## [Input data]
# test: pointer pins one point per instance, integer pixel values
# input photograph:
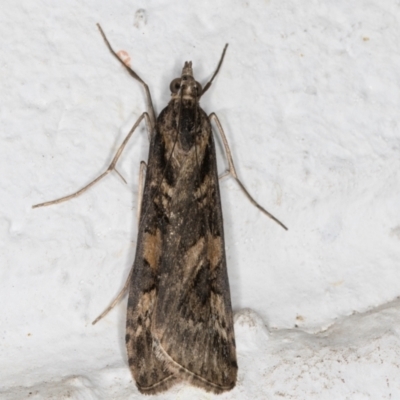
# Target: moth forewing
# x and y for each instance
(179, 325)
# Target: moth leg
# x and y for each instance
(120, 295)
(232, 171)
(150, 108)
(123, 291)
(143, 166)
(207, 86)
(109, 169)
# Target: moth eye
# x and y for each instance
(199, 89)
(175, 85)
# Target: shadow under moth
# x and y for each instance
(179, 325)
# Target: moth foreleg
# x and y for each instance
(232, 171)
(109, 169)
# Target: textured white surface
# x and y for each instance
(309, 98)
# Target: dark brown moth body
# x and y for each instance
(179, 321)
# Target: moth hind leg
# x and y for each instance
(110, 168)
(232, 171)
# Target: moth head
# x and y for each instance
(186, 86)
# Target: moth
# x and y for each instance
(179, 325)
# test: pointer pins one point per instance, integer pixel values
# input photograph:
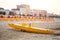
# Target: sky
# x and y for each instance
(52, 6)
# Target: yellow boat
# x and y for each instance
(30, 28)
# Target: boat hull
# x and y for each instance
(31, 29)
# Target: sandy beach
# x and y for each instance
(7, 33)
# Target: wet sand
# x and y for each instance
(7, 33)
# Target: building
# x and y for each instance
(43, 12)
(24, 9)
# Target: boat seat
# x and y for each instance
(24, 24)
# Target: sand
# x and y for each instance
(7, 33)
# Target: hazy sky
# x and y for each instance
(52, 6)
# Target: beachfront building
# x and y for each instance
(24, 9)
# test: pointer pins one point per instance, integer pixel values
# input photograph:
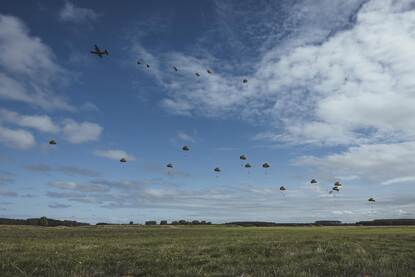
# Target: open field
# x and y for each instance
(206, 251)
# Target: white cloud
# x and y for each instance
(351, 86)
(380, 163)
(16, 138)
(74, 14)
(76, 132)
(28, 67)
(185, 136)
(114, 154)
(78, 187)
(42, 123)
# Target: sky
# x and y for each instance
(330, 96)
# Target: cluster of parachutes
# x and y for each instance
(335, 189)
(176, 69)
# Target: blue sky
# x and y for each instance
(329, 96)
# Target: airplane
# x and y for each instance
(98, 52)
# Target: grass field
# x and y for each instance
(206, 251)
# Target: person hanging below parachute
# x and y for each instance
(266, 166)
(282, 190)
(217, 171)
(169, 168)
(52, 142)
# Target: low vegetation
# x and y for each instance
(206, 250)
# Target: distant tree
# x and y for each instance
(43, 221)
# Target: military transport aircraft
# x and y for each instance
(98, 51)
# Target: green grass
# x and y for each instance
(206, 251)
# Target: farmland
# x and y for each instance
(215, 250)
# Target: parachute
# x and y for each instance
(52, 142)
(282, 189)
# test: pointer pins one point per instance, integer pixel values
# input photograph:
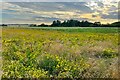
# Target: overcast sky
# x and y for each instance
(105, 11)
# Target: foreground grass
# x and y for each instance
(45, 53)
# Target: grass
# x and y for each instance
(60, 53)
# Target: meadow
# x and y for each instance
(60, 53)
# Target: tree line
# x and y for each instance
(74, 23)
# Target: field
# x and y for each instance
(60, 53)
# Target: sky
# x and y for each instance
(41, 11)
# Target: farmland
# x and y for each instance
(60, 53)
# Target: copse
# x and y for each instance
(76, 23)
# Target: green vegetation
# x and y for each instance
(60, 53)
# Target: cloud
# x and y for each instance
(39, 12)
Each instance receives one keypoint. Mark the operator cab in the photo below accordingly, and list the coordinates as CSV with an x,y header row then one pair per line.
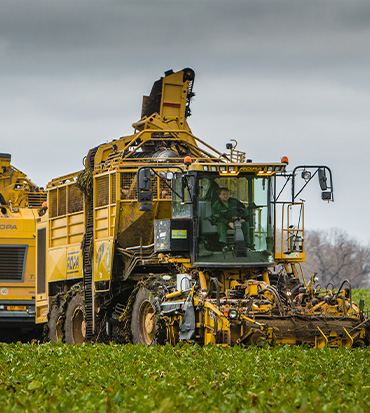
x,y
233,216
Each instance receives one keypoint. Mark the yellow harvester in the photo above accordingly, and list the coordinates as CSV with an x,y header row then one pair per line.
x,y
133,246
21,202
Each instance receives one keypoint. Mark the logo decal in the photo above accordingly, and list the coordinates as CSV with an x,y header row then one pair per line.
x,y
73,262
8,227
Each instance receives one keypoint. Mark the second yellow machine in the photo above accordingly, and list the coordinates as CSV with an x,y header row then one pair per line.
x,y
162,238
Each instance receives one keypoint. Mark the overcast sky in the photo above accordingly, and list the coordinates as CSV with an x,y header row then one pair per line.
x,y
282,77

## [Task to carry out]
Skipping any pictures, copy the entries exactly as they appear.

## [Solution to the problem]
# test: pointer pins one point per instance, integer pixel values
# input photograph:
# Target: moth forewing
# x and y for each instance
(179, 325)
# Target: moth leg
# x and y for each instance
(120, 295)
(232, 171)
(150, 108)
(123, 291)
(143, 166)
(207, 86)
(109, 169)
# Target: moth eye
# x and y for each instance
(199, 89)
(175, 85)
# Target: shadow under moth
# x and y for each instance
(179, 325)
# Target: moth foreleg
# x and y for each instance
(232, 171)
(109, 169)
# Target: textured white surface
# x and y for each instance
(309, 98)
# Target: dark brown moth body
# x and y for each instance
(179, 321)
# Target: moth hind leg
# x and y for each instance
(110, 168)
(232, 171)
# Target: moth head
# x and y for each instance
(186, 86)
# Target: moth
# x and y for each instance
(179, 325)
# test: pointer pins one point per instance, integer pixel values
# input photograph:
# Target: sky
# x and y for each instance
(52, 6)
# Target: yellow boat
# x and y for each instance
(30, 28)
# Target: boat hull
# x and y for each instance
(31, 29)
# Target: sandy beach
# x and y for each instance
(7, 33)
# Target: wet sand
# x and y for each instance
(7, 33)
# Target: building
# x and y for each instance
(43, 12)
(24, 9)
# Target: boat seat
# x and y for each instance
(24, 24)
# Target: sand
# x and y for each instance
(7, 33)
# Target: hazy sky
# x and y for each instance
(52, 6)
# Target: beachfront building
# x and y for each instance
(24, 9)
# test: pointer pins one point per instance, integer pixel values
# input photograph:
# Target: open field
# x and y for each instance
(206, 251)
# Target: white cloud
# x and y for each instance
(351, 86)
(380, 163)
(16, 138)
(74, 14)
(76, 132)
(28, 67)
(185, 136)
(114, 154)
(78, 187)
(42, 123)
# Target: sky
# x and y for each instance
(330, 96)
# Target: cluster of parachutes
# x and y for each instance
(335, 189)
(176, 69)
# Target: blue sky
# x and y for each instance
(329, 96)
# Target: airplane
# x and y for each instance
(98, 52)
# Target: grass field
# x and y for each instance
(206, 251)
# Target: person hanging below parachute
# x and y for each instance
(266, 166)
(282, 190)
(217, 171)
(169, 168)
(52, 142)
# Target: low vegetation
# x and y for each instance
(206, 250)
# Target: distant tree
# x and y for each instance
(43, 221)
# Target: military transport aircraft
# x and y for each instance
(98, 51)
# Target: green grass
# x and y for each instance
(206, 251)
# Target: farmland
# x and y for each instance
(215, 250)
# Target: parachute
# x and y for each instance
(52, 142)
(282, 189)
# test: pointer pins one point per instance, integer pixel values
# input photograph:
# Target: overcast sky
# x and y for each instance
(105, 11)
# Target: foreground grass
# x and y for each instance
(45, 53)
# Target: grass
# x and y for each instance
(60, 53)
# Target: meadow
# x and y for each instance
(60, 53)
# Target: tree line
# x and y for each instance
(74, 23)
# Target: field
# x and y for each instance
(60, 53)
# Target: sky
# x and y for each instance
(41, 11)
# Target: farmland
# x and y for each instance
(60, 53)
# Target: copse
# x and y for each instance
(76, 23)
# Target: green vegetation
# x and y for each instance
(60, 53)
# Target: cloud
# x and y for each instance
(39, 12)
Each instance receives one keypoint. Mark the operator cab in the photo below accordingly, and list the coordinates as CSV with an x,y header row then one pair per line.
x,y
233,216
Each instance receives one keypoint. Mark the yellow harvester in the photo above accordingly, and list the coordinates as CSV with an x,y header row then one pair per line.
x,y
133,246
21,202
Each instance receives one keypoint. Mark the logo decal in the photo above accordingly, and list the coordinates as CSV with an x,y header row then one pair per line.
x,y
73,262
8,227
Each instance receives one keypoint. Mark the second yellow machine in the photo above accordingly, and list the coordinates as CSV with an x,y header row then one pair per line.
x,y
162,238
Each instance receives one keypoint. Mark the overcast sky in the photo above accordingly, and list the coordinates as CSV with an x,y header row then one pair per line.
x,y
282,77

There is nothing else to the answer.